**PROBLEM DETAILS**
Can you copy out, word for word, the stretch from the line containing "# test: locate the blue" through the line containing "Query: gray trousers", including both of those lines, in the items below?

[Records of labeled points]
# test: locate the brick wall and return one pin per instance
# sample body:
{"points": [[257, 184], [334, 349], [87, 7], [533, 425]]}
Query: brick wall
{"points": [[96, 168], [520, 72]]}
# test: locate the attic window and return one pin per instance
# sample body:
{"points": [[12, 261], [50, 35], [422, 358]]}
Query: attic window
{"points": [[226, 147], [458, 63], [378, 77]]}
...
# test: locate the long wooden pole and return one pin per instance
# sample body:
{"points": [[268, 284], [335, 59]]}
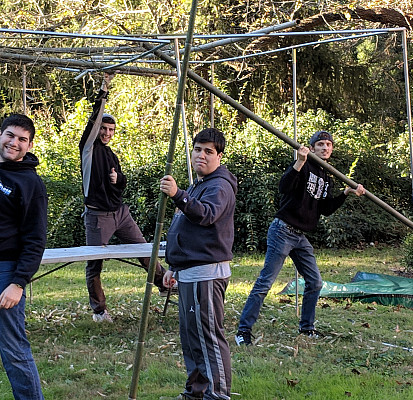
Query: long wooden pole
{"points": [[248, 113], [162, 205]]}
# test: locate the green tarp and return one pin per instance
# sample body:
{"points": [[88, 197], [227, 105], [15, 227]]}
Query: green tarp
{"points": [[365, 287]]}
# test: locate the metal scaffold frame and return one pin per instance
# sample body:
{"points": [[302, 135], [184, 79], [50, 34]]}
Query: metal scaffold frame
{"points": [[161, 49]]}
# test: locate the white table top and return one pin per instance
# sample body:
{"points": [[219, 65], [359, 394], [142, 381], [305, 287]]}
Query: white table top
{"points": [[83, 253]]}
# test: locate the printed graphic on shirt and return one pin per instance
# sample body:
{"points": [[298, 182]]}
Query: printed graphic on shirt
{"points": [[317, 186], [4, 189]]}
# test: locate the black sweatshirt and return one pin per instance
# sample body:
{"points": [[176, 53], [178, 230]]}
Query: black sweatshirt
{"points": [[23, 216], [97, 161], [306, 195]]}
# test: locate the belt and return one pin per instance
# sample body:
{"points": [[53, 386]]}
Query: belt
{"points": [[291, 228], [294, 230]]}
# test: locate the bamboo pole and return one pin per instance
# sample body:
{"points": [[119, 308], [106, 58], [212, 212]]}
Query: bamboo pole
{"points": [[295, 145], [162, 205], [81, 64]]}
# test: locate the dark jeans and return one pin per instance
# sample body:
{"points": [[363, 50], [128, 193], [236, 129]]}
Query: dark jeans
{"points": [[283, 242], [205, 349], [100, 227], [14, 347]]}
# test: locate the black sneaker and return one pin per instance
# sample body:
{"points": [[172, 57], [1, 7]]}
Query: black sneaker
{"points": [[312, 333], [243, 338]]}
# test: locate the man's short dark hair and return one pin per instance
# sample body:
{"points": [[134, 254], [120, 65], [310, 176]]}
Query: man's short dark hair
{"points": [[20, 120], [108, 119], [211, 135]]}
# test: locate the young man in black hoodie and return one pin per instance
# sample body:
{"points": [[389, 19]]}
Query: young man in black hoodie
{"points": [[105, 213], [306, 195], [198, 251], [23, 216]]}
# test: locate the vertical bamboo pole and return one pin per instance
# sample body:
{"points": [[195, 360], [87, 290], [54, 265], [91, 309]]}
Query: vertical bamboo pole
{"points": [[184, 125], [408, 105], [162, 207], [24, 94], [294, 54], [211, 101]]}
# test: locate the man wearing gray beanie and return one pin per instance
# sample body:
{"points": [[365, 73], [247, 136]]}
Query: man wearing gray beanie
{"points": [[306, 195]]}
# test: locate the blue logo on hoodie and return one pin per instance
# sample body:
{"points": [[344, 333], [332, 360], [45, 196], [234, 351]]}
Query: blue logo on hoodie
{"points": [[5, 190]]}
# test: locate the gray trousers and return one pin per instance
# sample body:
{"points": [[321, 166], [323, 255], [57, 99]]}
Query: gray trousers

**RESPONSE**
# test: locate the blue logo on hoodie and return one pin per instance
# sample body:
{"points": [[344, 333], [332, 360], [45, 196], [234, 351]]}
Query: blue logo on hoodie
{"points": [[5, 190]]}
# test: locate the gray trousers and return one pin per instance
# sample body:
{"points": [[321, 166], [323, 255], [57, 99]]}
Query: gray trousers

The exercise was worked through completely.